■ WHAT YOU NEED TO DO
Copy each of the items below word for word, with no changes.

-- Start of INFORMATION PROVIDED --

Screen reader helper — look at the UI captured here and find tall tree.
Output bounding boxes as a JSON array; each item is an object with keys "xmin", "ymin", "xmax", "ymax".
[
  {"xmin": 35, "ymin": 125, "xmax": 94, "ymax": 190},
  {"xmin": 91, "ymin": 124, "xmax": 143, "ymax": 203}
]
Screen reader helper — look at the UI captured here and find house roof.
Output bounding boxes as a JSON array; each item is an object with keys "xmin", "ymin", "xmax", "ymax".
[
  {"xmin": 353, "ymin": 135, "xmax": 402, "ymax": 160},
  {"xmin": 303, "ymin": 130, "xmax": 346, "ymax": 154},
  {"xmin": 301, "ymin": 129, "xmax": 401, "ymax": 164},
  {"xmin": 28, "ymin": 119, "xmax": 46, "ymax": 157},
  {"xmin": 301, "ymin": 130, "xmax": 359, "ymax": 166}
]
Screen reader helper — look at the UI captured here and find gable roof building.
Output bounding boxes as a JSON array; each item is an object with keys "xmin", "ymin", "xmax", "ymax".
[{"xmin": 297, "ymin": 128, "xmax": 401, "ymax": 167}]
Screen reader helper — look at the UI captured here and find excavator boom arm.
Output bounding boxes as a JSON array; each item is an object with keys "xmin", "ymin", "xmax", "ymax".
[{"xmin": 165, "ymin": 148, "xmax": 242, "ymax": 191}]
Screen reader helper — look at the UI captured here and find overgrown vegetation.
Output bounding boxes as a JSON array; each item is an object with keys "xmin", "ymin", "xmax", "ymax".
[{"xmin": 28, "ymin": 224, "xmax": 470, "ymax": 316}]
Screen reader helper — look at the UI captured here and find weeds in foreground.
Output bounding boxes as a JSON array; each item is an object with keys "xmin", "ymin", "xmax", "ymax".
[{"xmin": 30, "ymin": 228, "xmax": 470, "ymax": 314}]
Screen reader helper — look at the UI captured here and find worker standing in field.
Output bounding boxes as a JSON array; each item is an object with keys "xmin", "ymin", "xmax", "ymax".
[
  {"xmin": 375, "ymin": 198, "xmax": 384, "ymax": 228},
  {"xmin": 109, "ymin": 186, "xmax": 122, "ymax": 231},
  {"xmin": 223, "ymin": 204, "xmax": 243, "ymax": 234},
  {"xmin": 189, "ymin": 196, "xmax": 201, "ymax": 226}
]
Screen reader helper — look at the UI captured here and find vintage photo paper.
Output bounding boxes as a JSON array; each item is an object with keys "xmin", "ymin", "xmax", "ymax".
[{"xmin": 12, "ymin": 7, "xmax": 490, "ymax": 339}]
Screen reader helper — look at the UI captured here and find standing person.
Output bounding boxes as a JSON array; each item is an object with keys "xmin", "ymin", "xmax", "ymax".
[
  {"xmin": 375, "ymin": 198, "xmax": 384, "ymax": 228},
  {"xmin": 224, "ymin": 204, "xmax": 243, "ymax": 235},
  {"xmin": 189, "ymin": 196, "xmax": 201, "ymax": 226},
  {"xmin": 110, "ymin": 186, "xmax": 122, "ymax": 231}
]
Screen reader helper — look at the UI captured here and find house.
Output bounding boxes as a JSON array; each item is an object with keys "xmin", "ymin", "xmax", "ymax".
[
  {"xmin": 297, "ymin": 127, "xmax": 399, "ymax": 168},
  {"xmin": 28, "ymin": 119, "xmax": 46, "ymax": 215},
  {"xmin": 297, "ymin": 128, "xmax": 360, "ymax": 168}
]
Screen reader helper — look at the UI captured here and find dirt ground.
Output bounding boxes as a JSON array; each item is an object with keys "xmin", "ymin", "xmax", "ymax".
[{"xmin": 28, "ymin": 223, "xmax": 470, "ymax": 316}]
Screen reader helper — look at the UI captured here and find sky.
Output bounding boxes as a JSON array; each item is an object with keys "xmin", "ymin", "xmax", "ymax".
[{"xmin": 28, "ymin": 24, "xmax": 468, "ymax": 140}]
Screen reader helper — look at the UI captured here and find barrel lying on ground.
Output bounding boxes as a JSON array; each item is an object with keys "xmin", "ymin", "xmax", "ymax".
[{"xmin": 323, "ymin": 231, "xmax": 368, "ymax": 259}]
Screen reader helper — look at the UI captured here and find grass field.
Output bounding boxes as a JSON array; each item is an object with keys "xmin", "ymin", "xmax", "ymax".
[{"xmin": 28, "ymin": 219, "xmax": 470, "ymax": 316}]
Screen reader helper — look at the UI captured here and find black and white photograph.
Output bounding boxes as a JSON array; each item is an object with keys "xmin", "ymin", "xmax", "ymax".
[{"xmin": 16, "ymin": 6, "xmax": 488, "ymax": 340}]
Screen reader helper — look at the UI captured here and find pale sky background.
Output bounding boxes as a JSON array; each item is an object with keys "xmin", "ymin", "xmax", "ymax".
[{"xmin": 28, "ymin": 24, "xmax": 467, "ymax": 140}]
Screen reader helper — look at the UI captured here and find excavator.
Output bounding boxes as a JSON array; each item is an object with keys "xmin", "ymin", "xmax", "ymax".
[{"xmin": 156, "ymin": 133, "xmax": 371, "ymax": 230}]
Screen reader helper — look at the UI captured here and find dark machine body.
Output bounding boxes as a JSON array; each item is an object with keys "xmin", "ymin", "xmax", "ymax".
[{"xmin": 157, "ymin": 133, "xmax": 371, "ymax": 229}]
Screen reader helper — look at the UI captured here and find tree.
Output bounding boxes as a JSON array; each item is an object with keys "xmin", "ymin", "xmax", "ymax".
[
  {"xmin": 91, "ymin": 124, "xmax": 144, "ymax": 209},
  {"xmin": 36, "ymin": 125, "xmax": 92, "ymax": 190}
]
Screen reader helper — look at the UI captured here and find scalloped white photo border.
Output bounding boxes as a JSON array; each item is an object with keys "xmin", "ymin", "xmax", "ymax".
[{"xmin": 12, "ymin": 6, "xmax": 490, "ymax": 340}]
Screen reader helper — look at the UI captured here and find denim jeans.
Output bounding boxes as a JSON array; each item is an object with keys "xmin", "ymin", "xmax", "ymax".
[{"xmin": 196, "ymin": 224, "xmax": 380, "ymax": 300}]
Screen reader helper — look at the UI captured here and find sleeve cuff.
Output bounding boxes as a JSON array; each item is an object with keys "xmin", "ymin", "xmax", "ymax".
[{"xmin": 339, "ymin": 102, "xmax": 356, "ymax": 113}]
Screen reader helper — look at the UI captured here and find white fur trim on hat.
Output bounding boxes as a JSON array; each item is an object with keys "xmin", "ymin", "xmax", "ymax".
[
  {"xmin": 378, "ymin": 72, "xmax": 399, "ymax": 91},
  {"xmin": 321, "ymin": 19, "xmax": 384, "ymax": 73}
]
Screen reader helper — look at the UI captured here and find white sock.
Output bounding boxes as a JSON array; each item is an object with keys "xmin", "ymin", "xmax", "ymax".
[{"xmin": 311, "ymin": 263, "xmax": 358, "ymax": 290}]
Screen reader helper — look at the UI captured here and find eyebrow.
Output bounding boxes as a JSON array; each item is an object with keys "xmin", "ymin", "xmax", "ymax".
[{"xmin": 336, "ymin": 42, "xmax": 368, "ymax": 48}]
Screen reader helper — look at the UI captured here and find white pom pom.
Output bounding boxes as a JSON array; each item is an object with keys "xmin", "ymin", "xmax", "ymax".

-- End of INFORMATION PROVIDED --

■ ANSWER TO THIS EXERCISE
Screen reader helper — look at the UI captured here and find tall tree.
Output bounding boxes as a JSON array; each item is an object with keys "xmin", "ymin", "xmax", "ymax".
[
  {"xmin": 35, "ymin": 125, "xmax": 94, "ymax": 190},
  {"xmin": 91, "ymin": 124, "xmax": 143, "ymax": 203}
]
Screen reader helper — look at the UI captured here and find house roof.
Output bounding boxes as a JSON array; each item is an object with keys "xmin", "ymin", "xmax", "ymax".
[
  {"xmin": 353, "ymin": 135, "xmax": 402, "ymax": 160},
  {"xmin": 303, "ymin": 130, "xmax": 346, "ymax": 154},
  {"xmin": 301, "ymin": 129, "xmax": 401, "ymax": 164},
  {"xmin": 28, "ymin": 119, "xmax": 46, "ymax": 157},
  {"xmin": 301, "ymin": 130, "xmax": 359, "ymax": 166}
]
Screen reader helper — look at the UI captured here and find gable roof building.
Output bounding boxes as a JSON array; each item is an object with keys "xmin", "ymin", "xmax", "ymax".
[{"xmin": 297, "ymin": 128, "xmax": 401, "ymax": 167}]
Screen reader helper — look at the UI captured here and find excavator boom arm.
Output bounding boxes as a JSON array; each item is an object with keys "xmin", "ymin", "xmax", "ymax".
[{"xmin": 165, "ymin": 148, "xmax": 242, "ymax": 191}]
Screen reader helper — look at the UI captured here and find overgrown vegetation.
Output bounding boxes as a JSON array; each item is an object with keys "xmin", "ymin", "xmax", "ymax".
[{"xmin": 28, "ymin": 224, "xmax": 470, "ymax": 316}]
Screen reader helper — look at the UI captured here and find weeds in foreground.
Output bounding boxes as a JSON array; each item is an object with keys "xmin", "ymin", "xmax", "ymax".
[{"xmin": 30, "ymin": 228, "xmax": 470, "ymax": 314}]
Screen reader helper — look at the UI captured here and find worker standing in field.
Output bounding boxes as a JSON array; each item is an object with keys "xmin", "ymin", "xmax", "ymax".
[
  {"xmin": 375, "ymin": 198, "xmax": 384, "ymax": 228},
  {"xmin": 109, "ymin": 186, "xmax": 122, "ymax": 231},
  {"xmin": 223, "ymin": 204, "xmax": 243, "ymax": 234},
  {"xmin": 189, "ymin": 196, "xmax": 201, "ymax": 226}
]
Screen reader helper — look at the UI captured here and find vintage photo paper.
Output bounding boxes as a JSON array; each item is an object with keys "xmin", "ymin", "xmax", "ymax".
[{"xmin": 12, "ymin": 7, "xmax": 490, "ymax": 339}]
Screen reader helper — look at the UI captured here and find standing person.
Output bounding boxes as a JSON array; each item is an object with keys "xmin", "ymin", "xmax", "ymax".
[
  {"xmin": 375, "ymin": 198, "xmax": 384, "ymax": 228},
  {"xmin": 224, "ymin": 204, "xmax": 243, "ymax": 235},
  {"xmin": 189, "ymin": 196, "xmax": 201, "ymax": 226},
  {"xmin": 110, "ymin": 186, "xmax": 122, "ymax": 231}
]
Screen reader helper — look at the UI captured here and find house.
Output bounding boxes as a JSON array; each item is an object with keys "xmin", "ymin", "xmax", "ymax".
[
  {"xmin": 297, "ymin": 127, "xmax": 399, "ymax": 168},
  {"xmin": 28, "ymin": 119, "xmax": 46, "ymax": 215},
  {"xmin": 297, "ymin": 128, "xmax": 360, "ymax": 168}
]
Screen reader helper — look at the UI captured here and find dirt ground.
Output bounding boxes as a JSON array; each item is an object with keys "xmin", "ymin", "xmax", "ymax".
[{"xmin": 28, "ymin": 223, "xmax": 470, "ymax": 316}]
Screen reader helper — look at the UI captured here and find sky.
Output bounding boxes as a JSON array; each item is an object with keys "xmin", "ymin", "xmax", "ymax".
[{"xmin": 28, "ymin": 24, "xmax": 468, "ymax": 140}]
Screen reader helper — look at the UI captured here and find barrel lying on ground.
Output bounding boxes as a JSON array; each item is an object with keys "xmin", "ymin", "xmax", "ymax".
[{"xmin": 323, "ymin": 231, "xmax": 368, "ymax": 259}]
Screen reader helper — look at the UI captured here and find grass field.
Output bounding boxes as a JSON array; each item is an object with keys "xmin", "ymin", "xmax", "ymax".
[{"xmin": 28, "ymin": 219, "xmax": 470, "ymax": 316}]
Screen reader helper — look at the UI captured here and find black and white photograph.
Output bounding boxes as a JSON array; each item is an object with keys "xmin", "ymin", "xmax", "ymax".
[{"xmin": 16, "ymin": 6, "xmax": 488, "ymax": 340}]
Screen reader helper — look at the UI captured here and find pale sky background.
Output bounding boxes as a JSON array; each item is an object with keys "xmin", "ymin", "xmax", "ymax".
[{"xmin": 28, "ymin": 24, "xmax": 467, "ymax": 140}]
Screen reader helper — look at the UI captured here and find excavator.
Output bounding boxes as a JSON array; each item is an object with keys "xmin", "ymin", "xmax", "ymax".
[{"xmin": 156, "ymin": 133, "xmax": 371, "ymax": 230}]
Screen reader helper — look at the UI captured here and find dark machine body.
Output bounding boxes as a JSON array; each item is an object with keys "xmin", "ymin", "xmax", "ymax".
[{"xmin": 157, "ymin": 133, "xmax": 371, "ymax": 229}]
Screen reader helper — look at the UI captured here and find tree.
Output bounding boxes as a JSON array; each item is an object with keys "xmin", "ymin", "xmax", "ymax".
[
  {"xmin": 91, "ymin": 124, "xmax": 144, "ymax": 209},
  {"xmin": 36, "ymin": 125, "xmax": 92, "ymax": 190}
]
Screen reader helper — look at the UI captured here and find scalloped white photo border.
Output bounding boxes as a JSON array; each item is an object with keys "xmin", "ymin", "xmax", "ymax".
[{"xmin": 12, "ymin": 6, "xmax": 490, "ymax": 340}]
Screen reader helper — look at the UI captured here and find denim jeans.
Output bounding boxes as a JSON array; each item is an object with keys "xmin", "ymin", "xmax", "ymax".
[{"xmin": 196, "ymin": 224, "xmax": 380, "ymax": 300}]
Screen reader helper — look at the UI captured here and find sleeve cuff.
Output bounding boxes as a JSON array; each item is an object with keys "xmin", "ymin", "xmax", "ymax".
[{"xmin": 339, "ymin": 102, "xmax": 356, "ymax": 113}]
Screen reader helper — look at the UI captured here and find white fur trim on hat.
Output bounding boxes as a JSON array; each item is an object with keys "xmin", "ymin", "xmax", "ymax".
[
  {"xmin": 378, "ymin": 72, "xmax": 399, "ymax": 91},
  {"xmin": 321, "ymin": 19, "xmax": 384, "ymax": 73}
]
Screen reader helper — look at the UI captured here and find white sock.
Output bounding boxes as a JSON array; each item is an object with keys "xmin", "ymin", "xmax", "ymax".
[{"xmin": 311, "ymin": 263, "xmax": 358, "ymax": 290}]
Screen reader helper — look at the UI captured here and find eyebrow.
Output bounding boxes as a JSON array; each item is an object with keys "xmin", "ymin", "xmax", "ymax".
[{"xmin": 336, "ymin": 42, "xmax": 368, "ymax": 48}]
Screen reader helper — look at the UI captured here and find white pom pom.
Output bounding boxes as a JSON array; each item is an object with keys "xmin", "ymin", "xmax", "ymax".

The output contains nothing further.